Task statement: Lay out the data from its first line through the line holding "(0, 728), (356, 896)", inclusive, as a JSON list of strings with one string per line. Leave out blank lines.

Provided data:
start

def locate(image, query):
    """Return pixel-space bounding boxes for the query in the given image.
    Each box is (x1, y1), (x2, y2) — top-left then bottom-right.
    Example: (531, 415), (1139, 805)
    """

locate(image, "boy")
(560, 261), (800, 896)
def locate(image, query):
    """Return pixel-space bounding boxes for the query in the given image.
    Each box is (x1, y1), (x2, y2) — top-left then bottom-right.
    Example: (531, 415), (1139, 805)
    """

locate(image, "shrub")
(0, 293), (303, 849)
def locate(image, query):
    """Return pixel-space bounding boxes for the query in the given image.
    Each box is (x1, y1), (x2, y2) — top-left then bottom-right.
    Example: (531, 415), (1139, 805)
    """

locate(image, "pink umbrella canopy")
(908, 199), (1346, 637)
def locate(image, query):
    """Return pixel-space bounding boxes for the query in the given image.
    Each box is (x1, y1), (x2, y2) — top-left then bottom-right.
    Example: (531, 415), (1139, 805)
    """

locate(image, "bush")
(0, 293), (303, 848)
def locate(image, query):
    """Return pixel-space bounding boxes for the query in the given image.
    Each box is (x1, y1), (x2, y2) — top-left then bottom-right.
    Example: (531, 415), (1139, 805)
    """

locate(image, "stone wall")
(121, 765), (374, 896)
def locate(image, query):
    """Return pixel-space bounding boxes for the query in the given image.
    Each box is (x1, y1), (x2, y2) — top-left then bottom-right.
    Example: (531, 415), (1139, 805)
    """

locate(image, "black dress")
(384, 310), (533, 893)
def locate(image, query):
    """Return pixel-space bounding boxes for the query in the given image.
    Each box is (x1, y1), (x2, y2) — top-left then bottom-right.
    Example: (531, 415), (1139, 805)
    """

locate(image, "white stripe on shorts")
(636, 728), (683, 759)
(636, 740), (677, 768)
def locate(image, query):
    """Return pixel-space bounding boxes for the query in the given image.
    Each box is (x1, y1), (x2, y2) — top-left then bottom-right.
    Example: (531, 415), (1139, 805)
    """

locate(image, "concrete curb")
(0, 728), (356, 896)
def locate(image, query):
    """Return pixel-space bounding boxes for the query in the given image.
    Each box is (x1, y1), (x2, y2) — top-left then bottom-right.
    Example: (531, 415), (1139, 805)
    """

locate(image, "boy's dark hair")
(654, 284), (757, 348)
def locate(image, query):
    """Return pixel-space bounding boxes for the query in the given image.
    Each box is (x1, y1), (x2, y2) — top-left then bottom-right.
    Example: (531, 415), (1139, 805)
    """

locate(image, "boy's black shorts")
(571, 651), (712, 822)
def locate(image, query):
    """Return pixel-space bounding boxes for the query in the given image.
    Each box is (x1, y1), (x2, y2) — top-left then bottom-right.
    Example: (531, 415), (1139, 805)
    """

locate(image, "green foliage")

end

Solution below:
[
  "def locate(image, query):",
  "    \"\"\"Return pixel-space bounding boxes for the query in the given image.",
  "    Each box is (x1, y1), (x2, y2) — top-left then bottom-right.",
  "    Example: (531, 415), (1139, 805)",
  "    \"\"\"",
  "locate(image, \"boy\")",
  "(560, 261), (800, 896)",
  "def locate(image, query):",
  "    \"\"\"Return pixel-space bounding boxes for the query in the given image.",
  "    Each box is (x1, y1), (x2, y2) — top-left then bottom-right.",
  "    Example: (531, 415), (1139, 805)",
  "    \"\"\"",
  "locate(image, \"shrub\")",
  "(0, 293), (303, 849)",
  "def locate(image, query):",
  "    \"\"\"Return pixel-space bounding boxes for the query in the given image.",
  "    Each box is (x1, y1), (x2, y2) — top-left then bottom-right.",
  "    Example: (531, 415), (1139, 805)",
  "    \"\"\"",
  "locate(image, \"pink umbrella canopy\")",
  "(908, 199), (1346, 637)",
  "def locate(image, query):",
  "    \"\"\"Return pixel-space bounding boxes for the query in the given image.",
  "    Each box is (x1, y1), (x2, y2) — top-left then bottom-right.",
  "    Example: (531, 415), (1139, 805)",
  "    \"\"\"",
  "locate(image, \"bush\")",
  "(0, 293), (303, 848)",
  "def locate(image, query):",
  "    \"\"\"Return pixel-space bounding boxes for the query in the given image.",
  "    Each box is (x1, y1), (x2, y2) — top-left then bottom-right.",
  "    Example: (531, 415), (1139, 805)",
  "    \"\"\"",
  "locate(image, \"stone wall\")",
  "(121, 765), (374, 896)",
  "def locate(image, query):",
  "    \"\"\"Return pixel-space bounding boxes for the query in the given image.",
  "    Each box is (x1, y1), (x2, y2) — top-left then bottom-right.",
  "    Example: (531, 415), (1139, 805)",
  "    \"\"\"",
  "locate(image, \"black dress\")",
  "(384, 310), (533, 893)",
  "def locate(image, query):",
  "    \"\"\"Return pixel-space bounding boxes for the query in the given image.",
  "    Each box is (x1, y1), (x2, y2) — top-left then bottom-right.",
  "    Example: (531, 415), (1139, 805)",
  "    \"\"\"",
  "locate(image, \"white stripe on shorts\")",
  "(636, 728), (683, 759)",
  "(636, 740), (677, 768)",
  "def locate(image, query):",
  "    \"\"\"Return pixel-space bounding boxes for the query in the given image.",
  "    Each box is (x1, y1), (x2, y2) — top-left then bottom-right.",
  "    Example: (531, 415), (1139, 805)",
  "    \"\"\"",
  "locate(image, \"concrete curb\")",
  "(0, 728), (356, 896)"
]